→ Dane wejściowe:
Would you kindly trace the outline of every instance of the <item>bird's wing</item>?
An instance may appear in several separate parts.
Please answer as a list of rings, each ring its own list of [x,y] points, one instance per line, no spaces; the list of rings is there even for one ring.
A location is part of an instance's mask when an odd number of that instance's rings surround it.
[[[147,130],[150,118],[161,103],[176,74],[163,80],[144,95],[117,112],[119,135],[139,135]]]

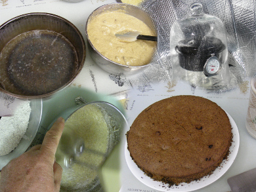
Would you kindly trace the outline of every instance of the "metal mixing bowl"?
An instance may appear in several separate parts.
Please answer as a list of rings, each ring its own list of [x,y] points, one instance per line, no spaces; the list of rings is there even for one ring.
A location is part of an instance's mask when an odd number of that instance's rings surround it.
[[[32,100],[30,107],[31,113],[25,136],[22,138],[17,147],[7,155],[0,156],[0,170],[11,160],[18,157],[28,149],[37,132],[42,115],[42,99]]]
[[[153,31],[156,34],[156,29],[154,22],[150,16],[143,10],[138,7],[133,6],[129,4],[122,3],[115,3],[103,5],[95,10],[89,16],[86,26],[85,33],[88,41],[88,48],[93,60],[104,71],[116,75],[125,74],[133,75],[137,73],[148,67],[150,64],[140,66],[128,66],[114,62],[102,54],[101,54],[93,46],[90,41],[87,33],[87,25],[90,22],[90,20],[93,18],[95,16],[104,12],[104,11],[115,11],[121,10],[124,13],[133,16],[141,21],[144,22],[148,27],[150,27]]]
[[[4,93],[28,99],[52,95],[75,79],[85,60],[83,36],[60,16],[28,13],[0,26],[0,91]]]

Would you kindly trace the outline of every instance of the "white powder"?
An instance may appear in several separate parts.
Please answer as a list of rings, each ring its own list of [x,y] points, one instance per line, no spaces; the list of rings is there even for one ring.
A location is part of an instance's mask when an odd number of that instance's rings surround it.
[[[27,130],[31,108],[30,101],[17,106],[12,117],[0,119],[0,156],[14,149]]]

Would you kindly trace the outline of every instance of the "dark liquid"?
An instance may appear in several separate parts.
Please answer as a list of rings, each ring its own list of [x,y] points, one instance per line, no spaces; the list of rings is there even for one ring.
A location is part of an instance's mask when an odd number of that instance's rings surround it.
[[[75,74],[78,58],[63,35],[33,30],[12,39],[0,53],[0,83],[10,92],[36,96],[53,92]]]

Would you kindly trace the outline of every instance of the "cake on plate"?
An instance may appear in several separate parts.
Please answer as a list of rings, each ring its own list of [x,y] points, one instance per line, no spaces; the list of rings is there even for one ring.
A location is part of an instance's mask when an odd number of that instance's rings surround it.
[[[152,104],[138,115],[126,136],[138,167],[171,185],[212,174],[227,157],[232,139],[225,111],[194,96],[173,96]]]

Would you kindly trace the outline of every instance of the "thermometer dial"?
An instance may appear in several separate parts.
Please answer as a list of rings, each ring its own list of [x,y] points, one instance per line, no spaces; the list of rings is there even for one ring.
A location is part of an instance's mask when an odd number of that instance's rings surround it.
[[[215,56],[211,56],[203,66],[203,73],[207,76],[213,76],[218,74],[221,68],[221,62]]]

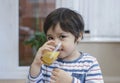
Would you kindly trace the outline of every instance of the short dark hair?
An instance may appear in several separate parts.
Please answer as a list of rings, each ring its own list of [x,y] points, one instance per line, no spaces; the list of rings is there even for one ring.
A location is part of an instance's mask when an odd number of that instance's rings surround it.
[[[50,27],[54,29],[58,23],[63,31],[72,33],[75,39],[78,39],[80,33],[84,31],[82,16],[68,8],[55,9],[46,17],[43,26],[45,34]]]

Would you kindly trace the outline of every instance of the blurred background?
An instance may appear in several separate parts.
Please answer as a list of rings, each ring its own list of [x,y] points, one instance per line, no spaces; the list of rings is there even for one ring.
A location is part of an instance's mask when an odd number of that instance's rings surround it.
[[[120,83],[120,0],[0,1],[0,83],[25,83],[36,49],[26,45],[42,32],[46,16],[67,7],[85,21],[78,50],[95,56],[105,83]]]

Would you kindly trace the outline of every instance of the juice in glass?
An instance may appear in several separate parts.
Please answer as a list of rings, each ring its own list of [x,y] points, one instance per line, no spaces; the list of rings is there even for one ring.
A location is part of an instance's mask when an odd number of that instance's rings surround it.
[[[60,52],[58,52],[57,50],[60,48],[61,43],[59,43],[56,48],[54,49],[54,51],[50,52],[50,51],[46,51],[44,53],[44,55],[42,56],[42,61],[43,64],[45,65],[51,65],[58,57],[58,55],[60,54]]]

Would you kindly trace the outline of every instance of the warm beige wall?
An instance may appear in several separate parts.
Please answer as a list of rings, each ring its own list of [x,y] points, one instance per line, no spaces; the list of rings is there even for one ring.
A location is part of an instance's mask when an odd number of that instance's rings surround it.
[[[98,59],[105,83],[120,83],[120,43],[81,42],[78,49]],[[0,80],[0,83],[25,83],[25,80]]]
[[[120,83],[120,42],[81,42],[78,49],[98,59],[105,83]]]

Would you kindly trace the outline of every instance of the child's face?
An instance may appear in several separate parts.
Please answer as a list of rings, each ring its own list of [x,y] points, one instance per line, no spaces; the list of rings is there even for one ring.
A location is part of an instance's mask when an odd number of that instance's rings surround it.
[[[55,45],[59,42],[62,43],[60,47],[60,55],[59,58],[63,60],[73,60],[79,56],[78,51],[76,50],[77,43],[75,42],[75,37],[70,32],[63,31],[59,24],[55,26],[55,29],[52,27],[47,31],[47,39],[54,40]]]

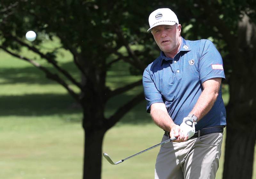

→ Co należy zrobić: Ile wierszy powyższych rekordów zawiera słowo „dark”? Podaj tylko liczbę.

→ Pełna odpowiedź: 2